▶ Task description:
Output the records in full, exactly as given.

▶ Records supplied:
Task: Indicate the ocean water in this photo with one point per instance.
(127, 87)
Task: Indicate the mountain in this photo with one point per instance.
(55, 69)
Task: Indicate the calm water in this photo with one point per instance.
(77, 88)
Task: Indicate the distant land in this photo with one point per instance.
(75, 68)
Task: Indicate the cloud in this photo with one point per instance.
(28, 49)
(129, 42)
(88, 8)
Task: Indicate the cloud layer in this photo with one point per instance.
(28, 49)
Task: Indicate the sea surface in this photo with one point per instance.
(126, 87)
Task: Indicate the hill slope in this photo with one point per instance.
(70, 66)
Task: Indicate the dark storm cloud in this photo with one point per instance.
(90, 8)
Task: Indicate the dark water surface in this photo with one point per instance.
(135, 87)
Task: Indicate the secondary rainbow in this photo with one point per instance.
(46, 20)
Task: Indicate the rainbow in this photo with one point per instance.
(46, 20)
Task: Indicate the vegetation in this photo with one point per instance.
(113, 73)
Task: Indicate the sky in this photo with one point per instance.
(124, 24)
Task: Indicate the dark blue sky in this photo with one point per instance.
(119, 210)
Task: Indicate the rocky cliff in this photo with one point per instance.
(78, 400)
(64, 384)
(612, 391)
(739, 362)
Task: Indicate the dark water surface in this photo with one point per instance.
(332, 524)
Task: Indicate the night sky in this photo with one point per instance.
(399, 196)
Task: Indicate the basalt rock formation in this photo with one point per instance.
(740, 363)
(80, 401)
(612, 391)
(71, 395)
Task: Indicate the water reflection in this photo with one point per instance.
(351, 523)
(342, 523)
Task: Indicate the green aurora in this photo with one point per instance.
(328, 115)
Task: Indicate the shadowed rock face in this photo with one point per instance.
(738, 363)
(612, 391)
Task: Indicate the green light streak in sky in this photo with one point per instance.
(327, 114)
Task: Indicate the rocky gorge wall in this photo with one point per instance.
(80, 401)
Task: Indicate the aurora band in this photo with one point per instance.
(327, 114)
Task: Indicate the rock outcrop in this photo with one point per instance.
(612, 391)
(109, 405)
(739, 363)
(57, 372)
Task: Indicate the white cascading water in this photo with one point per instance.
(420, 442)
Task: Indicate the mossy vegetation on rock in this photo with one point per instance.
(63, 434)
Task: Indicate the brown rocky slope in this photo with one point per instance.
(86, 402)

▶ Response to this task:
Task: Indicate the ocean water in this photo with one point per instance.
(127, 87)
Task: Indicate the mountain in this photo with one point per instance.
(55, 69)
Task: Indicate the calm water in this photo with one point per instance.
(77, 88)
Task: Indicate the distant land in this photo with one point per instance.
(75, 68)
Task: Indicate the cloud in this photo with one point per instance.
(28, 49)
(129, 42)
(88, 8)
Task: Indicate the cloud layer in this photo with one point per instance.
(28, 49)
Task: Indicate the sea surface in this photo with one point per instance.
(126, 87)
Task: Indicate the hill slope in this photo with one point per instance.
(70, 66)
Task: Indicate the dark storm cloud in this photo with one point per instance.
(90, 8)
Task: Indicate the dark water surface in this photo with one point per instance.
(135, 87)
Task: Indicate the secondary rainbow in this photo with one point per instance.
(46, 20)
Task: Indicate the rainbow in this photo with one point per instance.
(46, 20)
Task: Indicate the vegetation in this photo with one point per instance.
(113, 73)
Task: Indicate the sky in this photo with one point per instance.
(124, 24)
Task: Indicate the dark blue sky in this photo with one point per instance.
(119, 210)
Task: Indicate the rocky cliff in this photo with one point per instance.
(78, 400)
(64, 384)
(612, 391)
(739, 362)
Task: Indicate the dark water surface in this photo with one point per instance.
(332, 524)
Task: Indicate the night sky in this photo with one point per instance.
(399, 196)
Task: Indicate the basalt rock formation in this photo with one point per instance.
(740, 363)
(80, 401)
(612, 391)
(71, 395)
Task: Indicate the water reflection in this photo with one point per instance.
(351, 523)
(342, 523)
Task: Indicate the green aurora in this photo with one point per instance.
(328, 115)
Task: Indicate the shadowed rock face in this photo with one point per instance.
(738, 363)
(612, 391)
Task: Indicate the green light streak in sky in this photo with one point per instance.
(327, 114)
Task: Indicate the rocky gorge wall in this photo with one point per instance.
(80, 401)
Task: Indicate the aurora band in this photo with one point per instance.
(327, 114)
Task: Indicate the rock outcrop in this photo with one point per instance.
(612, 391)
(109, 405)
(739, 363)
(57, 372)
Task: Indicate the white cascading water in this photo with one point per instance.
(420, 442)
Task: Indicate the mossy vegetation on rock in this photo with one point per instance.
(63, 434)
Task: Indicate the brown rocky slope in this photo with one point per instance.
(86, 402)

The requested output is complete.